Отрывок текста –

##########

В первом варианте появилась она в Новосибирске, в журнале «Проза Сибири», который я тогда редактировал, и построена была на вполне антиисторическом допущении, а именно: 2 июля 1904 года умер не знаменитый писатель Антон Павлович Чехов, а его молодой коллега Алексей Максимович Горький.
Борис Штерн обожал Чехова.
Он с любовью построил его новую судьбу.
«Знакомство с Толстым, – читаем мы в повести, – являлось большой честью, великого старца боялись и почитали, но Чехову не пришлось искать встречи с ним, – автор „Войны и мира“, однажды зимним вечером прогуливаясь по Москве в валенках и в зипуне (простая крестьянская одежда) и разузнав, что в этом доме живут Чеховы, сам постучался к нему. У Чехова происходила очередная артистическая вечеринка, пьянка-гулянка, дым столбом. Двери случайно открыл сам хозяин, в подпитии, и онемел при виде знакомой по фотографиям бороды и густых бровей.

##########

Задания для выполнения –
(A) Ответьте по отрывку на вопросы:
(i) В каком городе и журнале появился первый вариант?
(ii) Какая дата смерти названа в допущении?
(iii) В чем, по словам повести, был одет автор «Войны и мира» во время прогулки по Москве?
(B) Перечислите всех людей, которые названы в отрывке по фамилии.
(C) Перескажите короче абзац отрывка, начинающийся словами «В первом варианте появилась она», сохранив его основные факты.

##########

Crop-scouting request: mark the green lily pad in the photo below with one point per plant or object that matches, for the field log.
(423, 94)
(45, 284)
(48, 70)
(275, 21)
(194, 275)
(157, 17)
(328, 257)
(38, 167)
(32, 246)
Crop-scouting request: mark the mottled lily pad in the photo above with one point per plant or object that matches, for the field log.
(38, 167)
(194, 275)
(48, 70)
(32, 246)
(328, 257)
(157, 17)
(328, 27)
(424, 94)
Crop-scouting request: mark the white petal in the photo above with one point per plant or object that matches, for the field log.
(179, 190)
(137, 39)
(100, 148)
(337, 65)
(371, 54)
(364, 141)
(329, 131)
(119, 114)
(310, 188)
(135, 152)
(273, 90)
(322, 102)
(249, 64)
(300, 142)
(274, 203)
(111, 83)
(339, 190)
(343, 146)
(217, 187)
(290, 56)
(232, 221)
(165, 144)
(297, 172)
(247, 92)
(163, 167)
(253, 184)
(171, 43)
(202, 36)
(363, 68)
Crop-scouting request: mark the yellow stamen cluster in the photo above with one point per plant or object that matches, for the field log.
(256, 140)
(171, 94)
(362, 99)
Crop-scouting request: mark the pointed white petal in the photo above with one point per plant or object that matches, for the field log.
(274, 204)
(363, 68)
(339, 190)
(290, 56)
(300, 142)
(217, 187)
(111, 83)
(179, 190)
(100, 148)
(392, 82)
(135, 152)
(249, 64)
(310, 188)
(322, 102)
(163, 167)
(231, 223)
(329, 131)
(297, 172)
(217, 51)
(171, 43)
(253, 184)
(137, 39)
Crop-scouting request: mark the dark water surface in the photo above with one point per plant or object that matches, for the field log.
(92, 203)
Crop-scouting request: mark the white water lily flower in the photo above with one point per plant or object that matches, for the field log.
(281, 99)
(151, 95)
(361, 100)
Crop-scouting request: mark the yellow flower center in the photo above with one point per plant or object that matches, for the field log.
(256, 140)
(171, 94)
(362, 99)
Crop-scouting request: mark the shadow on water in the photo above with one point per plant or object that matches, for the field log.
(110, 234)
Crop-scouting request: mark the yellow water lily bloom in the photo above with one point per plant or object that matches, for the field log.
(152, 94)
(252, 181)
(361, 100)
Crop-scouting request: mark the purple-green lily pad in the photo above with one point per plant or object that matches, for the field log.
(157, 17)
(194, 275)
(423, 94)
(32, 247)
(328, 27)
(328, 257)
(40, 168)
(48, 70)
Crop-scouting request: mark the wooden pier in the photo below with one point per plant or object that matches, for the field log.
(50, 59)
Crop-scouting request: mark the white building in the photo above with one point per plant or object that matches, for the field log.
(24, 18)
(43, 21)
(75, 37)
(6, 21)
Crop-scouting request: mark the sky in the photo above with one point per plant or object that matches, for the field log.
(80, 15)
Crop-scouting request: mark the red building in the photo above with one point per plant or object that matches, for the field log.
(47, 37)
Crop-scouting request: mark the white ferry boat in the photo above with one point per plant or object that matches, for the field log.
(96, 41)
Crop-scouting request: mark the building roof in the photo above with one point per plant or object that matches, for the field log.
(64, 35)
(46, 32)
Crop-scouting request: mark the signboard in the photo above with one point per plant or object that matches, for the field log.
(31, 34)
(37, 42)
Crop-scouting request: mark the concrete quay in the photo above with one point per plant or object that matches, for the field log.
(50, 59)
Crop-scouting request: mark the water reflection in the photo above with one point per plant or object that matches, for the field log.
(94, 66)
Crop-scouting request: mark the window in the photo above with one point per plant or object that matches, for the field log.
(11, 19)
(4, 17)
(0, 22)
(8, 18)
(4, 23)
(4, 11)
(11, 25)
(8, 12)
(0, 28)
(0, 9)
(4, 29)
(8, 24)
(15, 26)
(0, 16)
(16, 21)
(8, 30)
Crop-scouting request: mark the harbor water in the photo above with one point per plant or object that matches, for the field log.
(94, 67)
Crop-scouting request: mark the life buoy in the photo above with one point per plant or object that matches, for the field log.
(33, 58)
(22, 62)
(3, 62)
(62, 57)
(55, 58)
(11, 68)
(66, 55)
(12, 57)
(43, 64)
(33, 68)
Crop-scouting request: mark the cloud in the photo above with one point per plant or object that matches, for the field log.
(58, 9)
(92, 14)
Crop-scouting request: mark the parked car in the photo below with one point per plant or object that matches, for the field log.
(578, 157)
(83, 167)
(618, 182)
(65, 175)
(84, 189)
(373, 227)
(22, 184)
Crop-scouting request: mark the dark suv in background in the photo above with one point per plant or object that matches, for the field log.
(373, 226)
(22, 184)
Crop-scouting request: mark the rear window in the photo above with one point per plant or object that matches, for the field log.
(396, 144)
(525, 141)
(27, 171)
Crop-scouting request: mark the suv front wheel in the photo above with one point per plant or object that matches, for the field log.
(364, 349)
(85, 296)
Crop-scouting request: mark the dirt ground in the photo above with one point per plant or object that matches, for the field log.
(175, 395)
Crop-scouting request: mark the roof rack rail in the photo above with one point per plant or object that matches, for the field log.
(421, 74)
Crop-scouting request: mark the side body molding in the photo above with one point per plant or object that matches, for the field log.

##########

Ответы к заданиям –
(A)
(i) В Новосибирске, в журнале «Проза Сибири».
(ii) 2 июля 1904 года.
(iii) В валенках и в зипуне.

(B) Чехов, Горький, Штерн, Толстой.

(C) Первый вариант вышел в Новосибирске, в журнале «Проза Сибири», которым тогда руководил автор текста. В основе сюжета лежит антиисторическое допущение: 2 июля 1904 года умер не Антон Павлович Чехов, а Алексей Максимович Горький.